• [Instructions for the task]: For each record below, write an exact copy.
[[ Task material, beginning ]]
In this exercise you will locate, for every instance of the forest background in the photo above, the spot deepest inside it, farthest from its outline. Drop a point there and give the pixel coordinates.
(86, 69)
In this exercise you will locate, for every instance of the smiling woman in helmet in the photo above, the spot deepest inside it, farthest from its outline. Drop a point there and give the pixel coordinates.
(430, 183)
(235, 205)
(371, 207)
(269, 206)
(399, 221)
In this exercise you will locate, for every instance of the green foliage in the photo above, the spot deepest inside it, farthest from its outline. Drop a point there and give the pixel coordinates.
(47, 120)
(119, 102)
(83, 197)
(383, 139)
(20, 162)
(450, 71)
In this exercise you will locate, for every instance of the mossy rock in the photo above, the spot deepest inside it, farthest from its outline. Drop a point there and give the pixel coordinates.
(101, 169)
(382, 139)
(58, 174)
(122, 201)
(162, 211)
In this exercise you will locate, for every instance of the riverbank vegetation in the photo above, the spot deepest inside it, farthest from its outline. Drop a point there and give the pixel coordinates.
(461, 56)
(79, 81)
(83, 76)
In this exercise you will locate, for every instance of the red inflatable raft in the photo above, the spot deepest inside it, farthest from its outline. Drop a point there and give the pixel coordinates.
[[ Task material, end ]]
• [Response to the exercise]:
In this exercise you will locate, for every instance of the forest background in the photo above, the spot deepest inside it, farthest from its outline. Drop a point there and give the pixel coordinates.
(86, 69)
In this exercise you will locate, for every instance of the smiling woman in helmet in the photo above, the spot deepest inside it, farthest from its outline. Drop a point there and give the pixel coordinates.
(430, 183)
(235, 205)
(371, 207)
(269, 206)
(399, 221)
In this exercise you will locate, for every instance of the green foliage in the photo above, the spot deepest inside it, farthest from its outline. Drop a point there and give the pixel coordinates.
(47, 120)
(119, 102)
(83, 197)
(383, 139)
(20, 162)
(450, 71)
In this exercise you will locate, for every instance of the mossy rock in the photo above, the spot deepest inside it, farthest from its outline. Drop a point there and give the pixel coordinates.
(101, 169)
(382, 139)
(58, 174)
(122, 201)
(162, 211)
In this exercise you will locate, for every instance of the riverbank vegetation in the photo above, the spot deepest inside it, farthest from its outline. Drop a point there and give the pixel coordinates.
(461, 56)
(79, 81)
(83, 76)
In this exercise you will locate, for every instance of the red inflatable raft in the photo above, the spot deepest inside it, farthest from its outline. Drop a point there and give the pixel coordinates.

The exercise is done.